Task prompt: Quote the records beneath, complete and exact. Leave out images.

Provided data:
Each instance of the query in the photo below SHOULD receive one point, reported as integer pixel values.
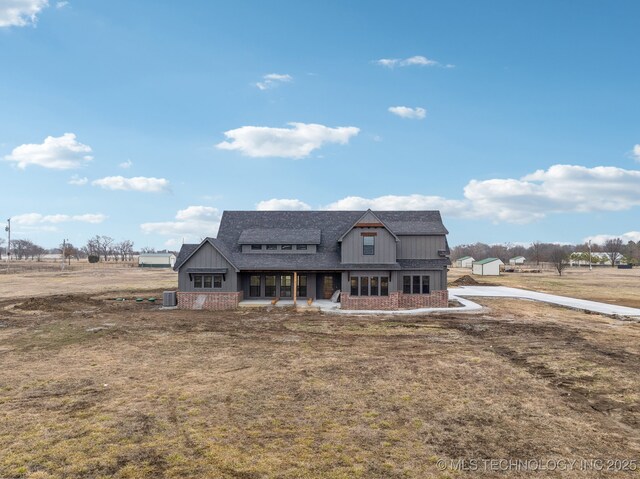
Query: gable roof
(487, 260)
(280, 236)
(188, 250)
(364, 215)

Full solution:
Each instance of the query in the photo below SHOULD receive one point, reported as integer pixel values.
Query: gable roof
(487, 260)
(280, 236)
(188, 250)
(364, 215)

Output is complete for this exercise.